Look through the records below and state how many lines carry the string "window", adding nothing.

-- Supplied material follows --

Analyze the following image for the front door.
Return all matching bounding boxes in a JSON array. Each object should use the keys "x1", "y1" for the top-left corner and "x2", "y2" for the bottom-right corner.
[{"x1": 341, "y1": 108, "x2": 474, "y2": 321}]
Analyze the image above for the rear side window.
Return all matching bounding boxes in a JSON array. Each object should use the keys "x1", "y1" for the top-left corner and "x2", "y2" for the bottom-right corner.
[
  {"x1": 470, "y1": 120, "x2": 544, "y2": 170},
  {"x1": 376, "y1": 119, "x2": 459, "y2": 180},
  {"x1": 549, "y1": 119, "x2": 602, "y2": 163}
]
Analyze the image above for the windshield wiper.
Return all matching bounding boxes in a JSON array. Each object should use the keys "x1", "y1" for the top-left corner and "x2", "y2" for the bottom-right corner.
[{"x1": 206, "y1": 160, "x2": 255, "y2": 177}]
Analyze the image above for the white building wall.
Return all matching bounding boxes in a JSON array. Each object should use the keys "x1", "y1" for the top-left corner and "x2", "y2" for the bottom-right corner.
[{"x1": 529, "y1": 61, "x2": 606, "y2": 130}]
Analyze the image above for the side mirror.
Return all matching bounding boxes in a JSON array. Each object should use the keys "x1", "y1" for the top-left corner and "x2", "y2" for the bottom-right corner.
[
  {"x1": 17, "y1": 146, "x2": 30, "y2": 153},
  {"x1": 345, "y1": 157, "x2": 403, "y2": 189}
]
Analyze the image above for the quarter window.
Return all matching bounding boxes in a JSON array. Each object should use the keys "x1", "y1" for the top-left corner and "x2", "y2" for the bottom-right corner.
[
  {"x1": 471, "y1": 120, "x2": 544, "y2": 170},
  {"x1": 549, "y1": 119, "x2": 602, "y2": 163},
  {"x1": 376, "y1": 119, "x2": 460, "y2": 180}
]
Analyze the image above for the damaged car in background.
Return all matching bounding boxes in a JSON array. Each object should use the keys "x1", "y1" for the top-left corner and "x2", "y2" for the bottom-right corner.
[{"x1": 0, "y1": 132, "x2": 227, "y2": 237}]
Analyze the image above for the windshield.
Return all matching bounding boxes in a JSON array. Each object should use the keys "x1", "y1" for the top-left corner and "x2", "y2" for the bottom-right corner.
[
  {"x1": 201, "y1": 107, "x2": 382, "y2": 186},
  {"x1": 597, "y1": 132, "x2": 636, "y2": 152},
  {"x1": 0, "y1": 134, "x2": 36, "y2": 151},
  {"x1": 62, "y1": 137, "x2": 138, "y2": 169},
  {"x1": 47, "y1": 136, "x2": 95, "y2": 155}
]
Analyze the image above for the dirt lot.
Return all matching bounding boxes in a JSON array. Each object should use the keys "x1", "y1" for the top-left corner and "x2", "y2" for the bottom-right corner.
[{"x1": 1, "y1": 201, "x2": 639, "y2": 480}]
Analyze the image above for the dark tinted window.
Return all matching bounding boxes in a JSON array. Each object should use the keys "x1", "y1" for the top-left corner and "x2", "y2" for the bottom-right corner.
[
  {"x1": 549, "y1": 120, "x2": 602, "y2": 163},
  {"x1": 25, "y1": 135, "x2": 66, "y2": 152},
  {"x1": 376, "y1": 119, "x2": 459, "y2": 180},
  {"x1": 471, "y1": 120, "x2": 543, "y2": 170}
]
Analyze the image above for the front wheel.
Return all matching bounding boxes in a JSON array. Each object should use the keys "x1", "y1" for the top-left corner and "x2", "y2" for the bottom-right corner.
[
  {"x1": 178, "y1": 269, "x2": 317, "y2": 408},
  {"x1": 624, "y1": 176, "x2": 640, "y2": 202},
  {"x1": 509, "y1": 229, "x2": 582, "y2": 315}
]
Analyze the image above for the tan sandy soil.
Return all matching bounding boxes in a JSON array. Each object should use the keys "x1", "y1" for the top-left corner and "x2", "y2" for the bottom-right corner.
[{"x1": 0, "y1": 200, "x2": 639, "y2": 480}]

-- Supplied material concluded --

The completed task: 3